**GOAL OF THE EXERCISE**
Please repeat all of the lines that follow, exactly as written.

- - - - - - -

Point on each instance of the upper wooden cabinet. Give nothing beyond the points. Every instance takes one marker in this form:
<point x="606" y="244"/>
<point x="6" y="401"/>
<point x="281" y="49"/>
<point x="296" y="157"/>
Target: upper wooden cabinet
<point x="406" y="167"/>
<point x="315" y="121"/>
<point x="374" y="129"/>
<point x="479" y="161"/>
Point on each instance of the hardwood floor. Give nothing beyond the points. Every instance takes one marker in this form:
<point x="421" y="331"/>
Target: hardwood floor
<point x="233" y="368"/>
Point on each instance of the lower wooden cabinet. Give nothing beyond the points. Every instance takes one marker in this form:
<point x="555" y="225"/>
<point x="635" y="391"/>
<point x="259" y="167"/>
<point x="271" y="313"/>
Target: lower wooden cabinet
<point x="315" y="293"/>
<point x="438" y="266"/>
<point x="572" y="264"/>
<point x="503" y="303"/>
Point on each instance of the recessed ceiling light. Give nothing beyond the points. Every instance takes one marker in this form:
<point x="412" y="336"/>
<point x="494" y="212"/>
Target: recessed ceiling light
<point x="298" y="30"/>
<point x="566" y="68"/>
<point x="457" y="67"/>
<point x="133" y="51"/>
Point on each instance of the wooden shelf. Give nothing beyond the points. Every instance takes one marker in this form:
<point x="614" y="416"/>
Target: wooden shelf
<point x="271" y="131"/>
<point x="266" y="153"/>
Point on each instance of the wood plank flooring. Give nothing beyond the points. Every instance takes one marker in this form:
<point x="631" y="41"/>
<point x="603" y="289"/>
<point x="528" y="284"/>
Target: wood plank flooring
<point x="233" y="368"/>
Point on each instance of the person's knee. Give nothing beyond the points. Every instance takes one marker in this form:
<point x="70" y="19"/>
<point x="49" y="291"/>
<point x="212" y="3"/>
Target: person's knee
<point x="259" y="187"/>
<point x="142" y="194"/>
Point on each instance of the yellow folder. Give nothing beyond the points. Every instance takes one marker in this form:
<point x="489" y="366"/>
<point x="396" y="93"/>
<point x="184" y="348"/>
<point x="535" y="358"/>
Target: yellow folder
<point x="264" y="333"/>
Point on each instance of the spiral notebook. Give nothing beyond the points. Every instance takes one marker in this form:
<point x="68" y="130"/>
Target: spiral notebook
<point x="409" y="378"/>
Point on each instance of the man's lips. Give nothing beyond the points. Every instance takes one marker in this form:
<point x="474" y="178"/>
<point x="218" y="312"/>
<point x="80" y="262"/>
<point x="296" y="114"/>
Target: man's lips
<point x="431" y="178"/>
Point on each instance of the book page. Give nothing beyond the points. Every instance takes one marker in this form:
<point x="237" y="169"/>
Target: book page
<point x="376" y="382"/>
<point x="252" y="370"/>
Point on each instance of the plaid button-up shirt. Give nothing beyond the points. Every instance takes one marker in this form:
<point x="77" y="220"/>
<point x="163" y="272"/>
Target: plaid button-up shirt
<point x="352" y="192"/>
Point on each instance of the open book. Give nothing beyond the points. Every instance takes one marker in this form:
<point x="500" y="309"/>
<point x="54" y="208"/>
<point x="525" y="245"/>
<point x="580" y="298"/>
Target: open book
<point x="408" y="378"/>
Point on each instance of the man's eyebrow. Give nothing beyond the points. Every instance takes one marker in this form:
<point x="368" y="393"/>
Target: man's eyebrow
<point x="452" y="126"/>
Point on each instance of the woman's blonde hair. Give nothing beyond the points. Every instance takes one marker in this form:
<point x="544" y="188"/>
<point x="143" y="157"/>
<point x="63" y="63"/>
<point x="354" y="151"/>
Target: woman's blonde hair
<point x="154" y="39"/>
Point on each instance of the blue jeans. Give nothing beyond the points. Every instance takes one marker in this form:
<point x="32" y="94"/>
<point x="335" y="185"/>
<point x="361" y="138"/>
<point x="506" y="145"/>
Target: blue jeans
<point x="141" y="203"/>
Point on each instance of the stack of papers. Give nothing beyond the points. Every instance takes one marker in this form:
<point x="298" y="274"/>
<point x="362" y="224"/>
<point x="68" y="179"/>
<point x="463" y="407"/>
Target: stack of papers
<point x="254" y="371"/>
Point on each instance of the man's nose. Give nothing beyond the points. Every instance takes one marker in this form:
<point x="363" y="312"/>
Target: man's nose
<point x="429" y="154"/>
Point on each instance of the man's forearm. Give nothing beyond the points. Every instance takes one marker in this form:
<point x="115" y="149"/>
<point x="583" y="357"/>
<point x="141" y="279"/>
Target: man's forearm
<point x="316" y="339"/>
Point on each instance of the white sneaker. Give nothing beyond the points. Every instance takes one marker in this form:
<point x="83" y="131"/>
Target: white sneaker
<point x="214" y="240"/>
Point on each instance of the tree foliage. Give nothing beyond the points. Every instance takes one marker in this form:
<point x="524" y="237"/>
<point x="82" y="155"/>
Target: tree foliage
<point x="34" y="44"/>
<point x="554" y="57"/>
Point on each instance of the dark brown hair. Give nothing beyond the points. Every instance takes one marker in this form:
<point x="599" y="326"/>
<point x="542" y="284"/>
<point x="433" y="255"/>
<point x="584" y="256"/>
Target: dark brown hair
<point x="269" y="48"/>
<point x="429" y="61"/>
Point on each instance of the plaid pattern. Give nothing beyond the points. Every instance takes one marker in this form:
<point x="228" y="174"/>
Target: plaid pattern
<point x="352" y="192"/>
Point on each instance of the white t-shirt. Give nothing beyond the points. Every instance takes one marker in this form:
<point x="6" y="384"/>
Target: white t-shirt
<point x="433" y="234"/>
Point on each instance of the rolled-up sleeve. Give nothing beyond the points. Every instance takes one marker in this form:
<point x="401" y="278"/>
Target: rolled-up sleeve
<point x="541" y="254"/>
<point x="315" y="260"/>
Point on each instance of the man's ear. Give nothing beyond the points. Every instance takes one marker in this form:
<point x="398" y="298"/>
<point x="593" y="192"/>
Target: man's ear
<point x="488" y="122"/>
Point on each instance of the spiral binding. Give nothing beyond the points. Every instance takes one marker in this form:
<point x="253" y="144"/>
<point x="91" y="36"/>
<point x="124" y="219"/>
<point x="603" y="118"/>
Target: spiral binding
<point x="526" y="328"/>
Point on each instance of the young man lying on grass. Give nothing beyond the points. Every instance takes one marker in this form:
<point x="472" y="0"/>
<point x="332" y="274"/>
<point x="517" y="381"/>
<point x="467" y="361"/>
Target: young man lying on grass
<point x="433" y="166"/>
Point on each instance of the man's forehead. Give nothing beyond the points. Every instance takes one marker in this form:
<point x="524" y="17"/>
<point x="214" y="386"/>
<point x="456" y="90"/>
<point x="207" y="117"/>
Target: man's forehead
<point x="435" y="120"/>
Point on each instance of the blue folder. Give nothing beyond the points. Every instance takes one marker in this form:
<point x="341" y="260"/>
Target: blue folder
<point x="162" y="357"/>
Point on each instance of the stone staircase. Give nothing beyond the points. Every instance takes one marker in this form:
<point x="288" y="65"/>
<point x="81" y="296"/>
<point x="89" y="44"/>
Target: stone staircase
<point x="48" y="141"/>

- - - - - - -

**REPLY**
Point on each instance of the upper wooden cabinet. Give nothing beyond the points. Every instance takes one marker in this form:
<point x="606" y="244"/>
<point x="6" y="401"/>
<point x="281" y="49"/>
<point x="296" y="157"/>
Target: upper wooden cabinet
<point x="406" y="167"/>
<point x="315" y="121"/>
<point x="374" y="129"/>
<point x="479" y="161"/>
Point on each instance of the hardwood floor. Give nothing beyond the points. Every instance takes one marker in this form:
<point x="421" y="331"/>
Target: hardwood floor
<point x="233" y="368"/>
Point on each instance of the lower wooden cabinet. Give nothing beyond the points. Every instance takes one marker in this form:
<point x="555" y="225"/>
<point x="635" y="391"/>
<point x="259" y="167"/>
<point x="271" y="313"/>
Target: lower wooden cabinet
<point x="315" y="293"/>
<point x="438" y="266"/>
<point x="572" y="264"/>
<point x="503" y="303"/>
Point on each instance of the recessed ceiling light. Give nothing beyond the points. Every instance takes one marker in this form:
<point x="412" y="336"/>
<point x="494" y="212"/>
Target: recessed ceiling light
<point x="298" y="30"/>
<point x="566" y="68"/>
<point x="457" y="67"/>
<point x="133" y="51"/>
Point on each instance of the wooden shelf. Give nothing beyond the points. Every instance takes one marker in this form:
<point x="614" y="416"/>
Target: wooden shelf
<point x="271" y="131"/>
<point x="266" y="153"/>
Point on each instance of the wood plank flooring. Give nothing beyond the points. Every instance takes one marker in this form:
<point x="631" y="41"/>
<point x="603" y="289"/>
<point x="528" y="284"/>
Target: wood plank flooring
<point x="233" y="368"/>
Point on each instance of the person's knee. Give nothing beyond the points. Every instance takes one marker in this form:
<point x="70" y="19"/>
<point x="49" y="291"/>
<point x="212" y="3"/>
Target: person's knee
<point x="259" y="187"/>
<point x="142" y="194"/>
Point on each instance of the yellow folder. Give nothing beyond the points. Every instance takes one marker in this form:
<point x="489" y="366"/>
<point x="396" y="93"/>
<point x="184" y="348"/>
<point x="535" y="358"/>
Target: yellow folder
<point x="264" y="333"/>
Point on each instance of the spiral notebook. Give nothing beyond the points. Every instance takes one marker in this form:
<point x="68" y="130"/>
Target: spiral notebook
<point x="409" y="378"/>
Point on each instance of the man's lips. Give nothing beyond the points. Every instance takes one marker in this form:
<point x="474" y="178"/>
<point x="218" y="312"/>
<point x="80" y="262"/>
<point x="296" y="114"/>
Target: man's lips
<point x="431" y="178"/>
Point on each instance of the book page. Give nothing beyond the points. Every instance takes one marker in this form:
<point x="237" y="169"/>
Target: book page
<point x="376" y="382"/>
<point x="252" y="370"/>
Point on each instance of the plaid button-up shirt. Give nothing beyond the points. Every instance takes one marker in this form:
<point x="77" y="220"/>
<point x="163" y="272"/>
Target: plaid button-up shirt
<point x="352" y="192"/>
Point on each instance of the open book. Give nothing beyond the points. Every instance takes one marker in this form:
<point x="500" y="309"/>
<point x="54" y="208"/>
<point x="525" y="245"/>
<point x="580" y="298"/>
Target: open book
<point x="408" y="378"/>
Point on each instance of the man's eyebrow. Give nothing beyond the points. Every instance takes one marker in this form:
<point x="368" y="393"/>
Target: man's eyebrow
<point x="452" y="126"/>
Point on each instance of the woman's blonde hair. Give nothing beyond the points. Every instance takes one marker in this form:
<point x="544" y="188"/>
<point x="143" y="157"/>
<point x="63" y="63"/>
<point x="354" y="151"/>
Target: woman's blonde hair
<point x="154" y="39"/>
Point on each instance of the blue jeans. Give nothing beyond the points. Every instance takes one marker in this form:
<point x="32" y="94"/>
<point x="335" y="185"/>
<point x="361" y="138"/>
<point x="506" y="145"/>
Target: blue jeans
<point x="141" y="203"/>
Point on each instance of the stack of papers. Give nothing beyond the points. Every instance takes one marker in this form:
<point x="298" y="274"/>
<point x="362" y="224"/>
<point x="68" y="179"/>
<point x="463" y="407"/>
Target: stack of papers
<point x="254" y="371"/>
Point on each instance of the man's nose. Give nothing beyond the points. Every instance takes one marker in this form:
<point x="363" y="312"/>
Target: man's nose
<point x="429" y="154"/>
Point on each instance of the man's forearm. Give nothing beyond the points. Every instance takes one marker in this form:
<point x="115" y="149"/>
<point x="583" y="357"/>
<point x="141" y="279"/>
Target: man's forearm
<point x="316" y="339"/>
Point on each instance of the white sneaker. Give nothing beyond the points. Every instance takes one marker in this form:
<point x="83" y="131"/>
Target: white sneaker
<point x="214" y="240"/>
Point on each instance of the tree foliage. Give nothing beyond the points. Every instance takes one marker in this form:
<point x="524" y="237"/>
<point x="82" y="155"/>
Target: tree foliage
<point x="34" y="44"/>
<point x="554" y="57"/>
Point on each instance of the dark brown hair. Give nothing beyond the points. Every instance takes one marker in this form:
<point x="599" y="326"/>
<point x="542" y="284"/>
<point x="433" y="255"/>
<point x="584" y="256"/>
Target: dark brown hair
<point x="269" y="48"/>
<point x="429" y="61"/>
Point on each instance of the plaid pattern. Give nothing beyond the points. Every instance takes one marker in this form:
<point x="228" y="174"/>
Target: plaid pattern
<point x="352" y="192"/>
Point on each instance of the white t-shirt. Give nothing beyond the points. Every instance takes one marker in this form:
<point x="6" y="384"/>
Target: white t-shirt
<point x="433" y="234"/>
Point on each instance of the rolled-up sleeve. Give nothing beyond the points. Every instance takes one marker in this form:
<point x="401" y="278"/>
Target: rolled-up sleeve
<point x="541" y="254"/>
<point x="315" y="260"/>
Point on each instance of the man's ear. Give nothing beyond the points. Every instance takes one marker in this form:
<point x="398" y="298"/>
<point x="593" y="192"/>
Target: man's ear
<point x="488" y="122"/>
Point on each instance of the spiral binding. Give nothing beyond the points. Every instance takes one marker in this form:
<point x="253" y="144"/>
<point x="91" y="36"/>
<point x="124" y="219"/>
<point x="603" y="118"/>
Target: spiral binding
<point x="526" y="328"/>
Point on each instance of the young man lying on grass. Give nothing beyond the points. Every instance takes one marker in this form:
<point x="472" y="0"/>
<point x="332" y="274"/>
<point x="517" y="381"/>
<point x="467" y="361"/>
Target: young man lying on grass
<point x="433" y="166"/>
Point on each instance of the man's forehead. Give nothing beyond the points. Every instance takes one marker in this form:
<point x="524" y="17"/>
<point x="214" y="386"/>
<point x="456" y="90"/>
<point x="207" y="117"/>
Target: man's forehead
<point x="435" y="120"/>
Point on each instance of the blue folder. Give nothing beyond the points. Every instance takes one marker in this form:
<point x="341" y="260"/>
Target: blue folder
<point x="162" y="357"/>
Point on each instance of the stone staircase. Give nothing beyond the points. Every instance takes one marker in this form:
<point x="288" y="65"/>
<point x="81" y="296"/>
<point x="89" y="44"/>
Target: stone staircase
<point x="48" y="141"/>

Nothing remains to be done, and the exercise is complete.